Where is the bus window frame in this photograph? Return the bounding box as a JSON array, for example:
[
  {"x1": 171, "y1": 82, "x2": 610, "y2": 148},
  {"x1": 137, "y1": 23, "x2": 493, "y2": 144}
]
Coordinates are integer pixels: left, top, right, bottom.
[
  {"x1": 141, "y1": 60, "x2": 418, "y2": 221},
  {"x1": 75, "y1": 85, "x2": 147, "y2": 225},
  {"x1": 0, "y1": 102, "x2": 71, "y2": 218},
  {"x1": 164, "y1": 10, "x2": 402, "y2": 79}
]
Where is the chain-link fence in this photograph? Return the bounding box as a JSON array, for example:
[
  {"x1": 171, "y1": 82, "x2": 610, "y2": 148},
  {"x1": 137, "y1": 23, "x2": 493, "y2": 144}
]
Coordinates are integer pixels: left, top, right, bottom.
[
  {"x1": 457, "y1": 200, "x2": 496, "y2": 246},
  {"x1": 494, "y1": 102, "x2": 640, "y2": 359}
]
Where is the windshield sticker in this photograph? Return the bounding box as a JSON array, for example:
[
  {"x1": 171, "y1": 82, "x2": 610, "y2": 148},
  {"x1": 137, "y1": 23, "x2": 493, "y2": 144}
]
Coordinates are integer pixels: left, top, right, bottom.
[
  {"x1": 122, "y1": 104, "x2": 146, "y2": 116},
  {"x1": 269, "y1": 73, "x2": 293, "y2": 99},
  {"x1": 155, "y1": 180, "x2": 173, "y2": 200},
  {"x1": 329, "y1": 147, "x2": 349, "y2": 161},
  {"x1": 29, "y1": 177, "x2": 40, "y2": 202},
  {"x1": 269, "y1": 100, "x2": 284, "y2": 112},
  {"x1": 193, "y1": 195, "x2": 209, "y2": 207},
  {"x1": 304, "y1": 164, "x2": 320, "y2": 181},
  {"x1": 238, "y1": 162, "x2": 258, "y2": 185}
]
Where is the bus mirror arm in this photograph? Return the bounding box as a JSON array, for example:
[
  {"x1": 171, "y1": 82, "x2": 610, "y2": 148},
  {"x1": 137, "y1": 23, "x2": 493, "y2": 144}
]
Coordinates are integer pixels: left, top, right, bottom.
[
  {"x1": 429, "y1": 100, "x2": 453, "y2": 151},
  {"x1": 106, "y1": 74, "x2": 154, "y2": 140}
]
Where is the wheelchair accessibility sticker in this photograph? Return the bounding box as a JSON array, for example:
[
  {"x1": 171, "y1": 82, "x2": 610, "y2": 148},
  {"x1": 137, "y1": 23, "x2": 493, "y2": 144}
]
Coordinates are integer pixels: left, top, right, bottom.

--- --- ---

▶ Written exercise
Set down all of the entries exactly, please.

▶ Final result
Where is the bus window frame in this photograph? Return the bounding box as a JSON array, for example:
[
  {"x1": 171, "y1": 82, "x2": 610, "y2": 148},
  {"x1": 137, "y1": 23, "x2": 493, "y2": 144}
]
Coordinates are integer pixels: left, top, right, bottom.
[
  {"x1": 141, "y1": 60, "x2": 418, "y2": 221},
  {"x1": 75, "y1": 85, "x2": 147, "y2": 225},
  {"x1": 0, "y1": 102, "x2": 71, "y2": 218},
  {"x1": 164, "y1": 10, "x2": 402, "y2": 79}
]
Where is the chain-link fence in this photograph? Return the bounding box as a JSON array, for example:
[
  {"x1": 171, "y1": 82, "x2": 610, "y2": 148},
  {"x1": 137, "y1": 23, "x2": 493, "y2": 144}
]
Coordinates are integer pixels: left, top, right, bottom.
[
  {"x1": 457, "y1": 200, "x2": 496, "y2": 246},
  {"x1": 494, "y1": 102, "x2": 640, "y2": 359}
]
Where is the windshield sticker in this photograph? Return the bounding box as a JSON array, for example:
[
  {"x1": 171, "y1": 82, "x2": 610, "y2": 148},
  {"x1": 137, "y1": 23, "x2": 493, "y2": 144}
]
Coordinates are integer pixels: left, top, right, bottom.
[
  {"x1": 122, "y1": 104, "x2": 146, "y2": 116},
  {"x1": 269, "y1": 73, "x2": 293, "y2": 99},
  {"x1": 155, "y1": 180, "x2": 173, "y2": 200},
  {"x1": 329, "y1": 147, "x2": 349, "y2": 161},
  {"x1": 29, "y1": 177, "x2": 40, "y2": 202},
  {"x1": 269, "y1": 100, "x2": 284, "y2": 112},
  {"x1": 193, "y1": 195, "x2": 209, "y2": 207},
  {"x1": 304, "y1": 164, "x2": 320, "y2": 181},
  {"x1": 238, "y1": 162, "x2": 258, "y2": 185}
]
Where is the bus mirror arm in this photograph? Return the bounding box as a JSON array, for example:
[
  {"x1": 171, "y1": 82, "x2": 610, "y2": 148},
  {"x1": 137, "y1": 23, "x2": 493, "y2": 144}
]
Coordinates are integer pixels: left, top, right, bottom.
[
  {"x1": 429, "y1": 100, "x2": 453, "y2": 151},
  {"x1": 106, "y1": 74, "x2": 154, "y2": 140}
]
Where is the wheelchair accessibility sticker in this photograph? Return the bounding box as a JSON array, for example:
[
  {"x1": 171, "y1": 82, "x2": 610, "y2": 148},
  {"x1": 137, "y1": 23, "x2": 493, "y2": 144}
]
Coordinates are integer pixels: left, top, right, bottom.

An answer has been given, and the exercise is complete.